• _Material supplied_:
--------------------

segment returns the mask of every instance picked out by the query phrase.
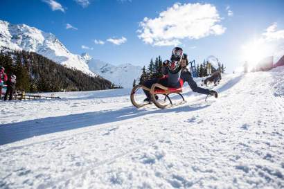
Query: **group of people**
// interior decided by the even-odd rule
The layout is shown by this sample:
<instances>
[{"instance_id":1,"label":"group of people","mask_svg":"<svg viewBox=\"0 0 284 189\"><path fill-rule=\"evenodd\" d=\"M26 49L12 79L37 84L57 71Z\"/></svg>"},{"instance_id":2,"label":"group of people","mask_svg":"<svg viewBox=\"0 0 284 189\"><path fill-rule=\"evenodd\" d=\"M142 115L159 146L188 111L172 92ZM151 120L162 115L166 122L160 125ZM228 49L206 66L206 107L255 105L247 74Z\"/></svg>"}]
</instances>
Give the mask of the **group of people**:
<instances>
[{"instance_id":1,"label":"group of people","mask_svg":"<svg viewBox=\"0 0 284 189\"><path fill-rule=\"evenodd\" d=\"M0 66L0 99L1 99L2 89L4 84L7 84L7 90L5 93L4 100L7 100L9 96L9 100L12 99L15 89L16 88L16 75L11 73L9 77L5 73L5 68Z\"/></svg>"},{"instance_id":2,"label":"group of people","mask_svg":"<svg viewBox=\"0 0 284 189\"><path fill-rule=\"evenodd\" d=\"M193 92L211 95L218 98L218 93L216 91L197 86L193 80L190 72L186 68L188 65L187 55L183 53L181 48L175 47L172 50L170 60L165 60L163 63L162 72L163 77L148 80L145 82L143 85L148 88L151 88L152 84L159 83L166 87L180 88L182 87L185 82L187 82ZM147 96L144 100L144 102L150 103L152 101L150 91L144 90L144 93Z\"/></svg>"}]
</instances>

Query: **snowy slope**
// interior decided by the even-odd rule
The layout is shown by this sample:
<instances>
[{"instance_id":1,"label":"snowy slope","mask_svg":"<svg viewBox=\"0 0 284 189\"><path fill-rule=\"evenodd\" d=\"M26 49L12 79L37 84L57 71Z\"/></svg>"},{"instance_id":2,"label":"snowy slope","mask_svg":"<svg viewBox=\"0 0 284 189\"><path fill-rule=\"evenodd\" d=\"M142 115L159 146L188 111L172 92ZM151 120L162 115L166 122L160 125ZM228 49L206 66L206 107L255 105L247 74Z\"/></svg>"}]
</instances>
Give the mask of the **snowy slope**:
<instances>
[{"instance_id":1,"label":"snowy slope","mask_svg":"<svg viewBox=\"0 0 284 189\"><path fill-rule=\"evenodd\" d=\"M1 46L36 52L69 68L97 76L89 69L84 57L70 53L54 35L26 24L11 24L0 20L0 49Z\"/></svg>"},{"instance_id":2,"label":"snowy slope","mask_svg":"<svg viewBox=\"0 0 284 189\"><path fill-rule=\"evenodd\" d=\"M0 102L1 188L283 188L283 81L227 75L218 99L185 86L168 109L130 89Z\"/></svg>"},{"instance_id":3,"label":"snowy slope","mask_svg":"<svg viewBox=\"0 0 284 189\"><path fill-rule=\"evenodd\" d=\"M87 55L88 57L88 55ZM99 60L89 59L87 62L89 69L109 80L117 86L125 88L131 87L134 80L139 81L142 73L142 68L131 64L125 64L117 66ZM138 83L138 82L136 82Z\"/></svg>"}]
</instances>

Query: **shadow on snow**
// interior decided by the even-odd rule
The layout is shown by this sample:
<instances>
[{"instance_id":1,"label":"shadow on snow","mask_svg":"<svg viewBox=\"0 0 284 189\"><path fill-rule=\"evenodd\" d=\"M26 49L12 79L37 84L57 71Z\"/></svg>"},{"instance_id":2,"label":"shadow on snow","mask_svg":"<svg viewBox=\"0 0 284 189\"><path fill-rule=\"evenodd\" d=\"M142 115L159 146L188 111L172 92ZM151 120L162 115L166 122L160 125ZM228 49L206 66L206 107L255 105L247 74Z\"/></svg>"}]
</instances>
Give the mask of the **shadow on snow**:
<instances>
[{"instance_id":1,"label":"shadow on snow","mask_svg":"<svg viewBox=\"0 0 284 189\"><path fill-rule=\"evenodd\" d=\"M186 105L156 110L126 107L116 110L87 112L5 124L0 127L0 145L47 134L132 119L149 114L193 111L206 108L210 105L197 103L190 107ZM154 107L154 105L152 105L152 106ZM161 118L162 117L163 115L161 115Z\"/></svg>"}]
</instances>

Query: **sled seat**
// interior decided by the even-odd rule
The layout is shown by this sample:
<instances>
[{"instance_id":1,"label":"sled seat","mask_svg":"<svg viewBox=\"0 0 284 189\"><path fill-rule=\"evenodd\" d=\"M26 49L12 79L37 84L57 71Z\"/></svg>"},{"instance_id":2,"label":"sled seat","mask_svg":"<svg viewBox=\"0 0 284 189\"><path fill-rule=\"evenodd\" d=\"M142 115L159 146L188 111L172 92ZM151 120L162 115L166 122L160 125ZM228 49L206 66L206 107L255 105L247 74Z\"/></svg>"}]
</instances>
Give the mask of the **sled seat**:
<instances>
[{"instance_id":1,"label":"sled seat","mask_svg":"<svg viewBox=\"0 0 284 189\"><path fill-rule=\"evenodd\" d=\"M171 88L167 87L168 90L164 89L155 89L154 91L154 94L168 94L168 93L177 93L182 92L182 88Z\"/></svg>"}]
</instances>

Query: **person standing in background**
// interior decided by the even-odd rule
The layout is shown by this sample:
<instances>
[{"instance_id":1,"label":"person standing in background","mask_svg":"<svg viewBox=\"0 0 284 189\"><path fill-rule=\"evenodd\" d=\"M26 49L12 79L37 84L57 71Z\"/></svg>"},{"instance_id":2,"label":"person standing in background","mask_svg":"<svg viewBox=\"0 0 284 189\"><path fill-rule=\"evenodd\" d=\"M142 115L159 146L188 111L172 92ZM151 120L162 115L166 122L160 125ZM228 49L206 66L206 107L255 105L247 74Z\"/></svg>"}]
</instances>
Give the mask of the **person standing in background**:
<instances>
[{"instance_id":1,"label":"person standing in background","mask_svg":"<svg viewBox=\"0 0 284 189\"><path fill-rule=\"evenodd\" d=\"M9 100L11 100L13 97L15 89L16 88L16 75L12 73L10 79L7 82L7 91L5 94L4 100L7 100L9 95Z\"/></svg>"}]
</instances>

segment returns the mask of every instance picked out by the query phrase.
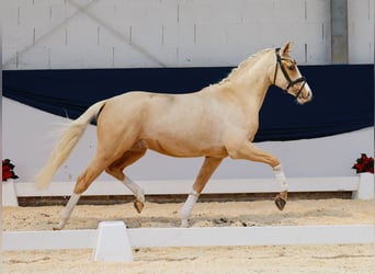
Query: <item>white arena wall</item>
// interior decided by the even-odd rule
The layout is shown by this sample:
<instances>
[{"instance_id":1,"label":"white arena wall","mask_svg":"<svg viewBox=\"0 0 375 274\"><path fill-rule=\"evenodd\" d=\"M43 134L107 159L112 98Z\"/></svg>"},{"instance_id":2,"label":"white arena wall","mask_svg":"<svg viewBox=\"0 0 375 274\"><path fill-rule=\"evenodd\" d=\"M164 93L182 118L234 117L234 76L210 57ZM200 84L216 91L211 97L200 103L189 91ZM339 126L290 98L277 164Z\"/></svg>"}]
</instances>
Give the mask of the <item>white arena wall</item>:
<instances>
[{"instance_id":1,"label":"white arena wall","mask_svg":"<svg viewBox=\"0 0 375 274\"><path fill-rule=\"evenodd\" d=\"M236 66L295 42L331 62L330 0L2 1L3 69ZM374 60L374 0L348 0L350 64Z\"/></svg>"},{"instance_id":2,"label":"white arena wall","mask_svg":"<svg viewBox=\"0 0 375 274\"><path fill-rule=\"evenodd\" d=\"M50 153L56 140L54 132L68 119L4 98L2 111L2 155L14 161L20 181L30 182ZM75 181L92 160L95 145L95 127L89 126L54 181ZM308 140L264 141L258 146L276 155L289 178L352 176L355 170L351 167L362 152L374 156L374 128ZM202 158L177 159L149 151L127 169L127 174L134 180L193 181L201 163ZM263 163L227 159L213 178L273 178L273 172ZM105 174L98 180L113 179Z\"/></svg>"}]
</instances>

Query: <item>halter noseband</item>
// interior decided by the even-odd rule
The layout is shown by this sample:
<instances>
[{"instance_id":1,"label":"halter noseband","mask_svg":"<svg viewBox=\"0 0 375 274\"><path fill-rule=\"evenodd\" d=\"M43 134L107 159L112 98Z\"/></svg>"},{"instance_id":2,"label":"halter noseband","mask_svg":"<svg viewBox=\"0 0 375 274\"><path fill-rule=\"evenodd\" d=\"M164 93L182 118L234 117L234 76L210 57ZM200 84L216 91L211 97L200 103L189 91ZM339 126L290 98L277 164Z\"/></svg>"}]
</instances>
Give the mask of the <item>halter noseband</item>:
<instances>
[{"instance_id":1,"label":"halter noseband","mask_svg":"<svg viewBox=\"0 0 375 274\"><path fill-rule=\"evenodd\" d=\"M280 68L281 68L281 70L282 70L282 72L283 72L285 79L286 79L287 82L288 82L286 89L284 89L284 91L285 91L286 93L288 93L287 90L288 90L289 88L292 88L292 87L295 85L296 83L303 82L303 84L300 85L298 92L295 94L295 98L298 98L299 94L300 94L300 92L302 92L302 90L304 89L304 87L305 87L305 84L306 84L306 78L305 78L305 77L300 77L300 78L298 78L298 79L296 79L296 80L292 80L292 79L289 78L287 71L285 70L283 64L282 64L282 60L288 60L288 61L289 61L289 59L285 59L285 58L282 58L282 57L280 56L280 47L277 47L275 52L276 52L276 60L277 60L277 62L276 62L276 66L275 66L275 73L274 73L274 77L273 77L273 84L275 84L275 82L276 82L276 77L277 77L277 71L279 71L277 68L279 68L279 66L280 66Z\"/></svg>"}]
</instances>

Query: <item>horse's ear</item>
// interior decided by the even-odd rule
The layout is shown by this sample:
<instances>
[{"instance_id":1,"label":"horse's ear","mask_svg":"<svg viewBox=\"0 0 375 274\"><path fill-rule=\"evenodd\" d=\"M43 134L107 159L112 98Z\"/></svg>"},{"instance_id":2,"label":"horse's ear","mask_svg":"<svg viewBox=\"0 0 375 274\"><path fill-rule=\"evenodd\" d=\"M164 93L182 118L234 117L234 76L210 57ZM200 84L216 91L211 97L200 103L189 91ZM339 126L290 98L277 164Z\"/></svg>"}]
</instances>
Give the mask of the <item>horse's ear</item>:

--------------------

• _The problem_: What are the lines from the one with "Query: <item>horse's ear</item>" through the last line of the records above? Quote them exactly and add nothing.

• _Output below_:
Query: <item>horse's ear</item>
// interior decided by the even-odd rule
The layout is shown by this sample:
<instances>
[{"instance_id":1,"label":"horse's ear","mask_svg":"<svg viewBox=\"0 0 375 274\"><path fill-rule=\"evenodd\" d=\"M43 134L107 159L112 98Z\"/></svg>"},{"instance_id":2,"label":"horse's ear","mask_svg":"<svg viewBox=\"0 0 375 274\"><path fill-rule=\"evenodd\" d=\"M164 93L182 118L234 117L234 76L210 57ZM200 84L216 91L211 97L200 103L189 91ZM339 126L290 98L277 164Z\"/></svg>"}]
</instances>
Give the mask of the <item>horse's ear</item>:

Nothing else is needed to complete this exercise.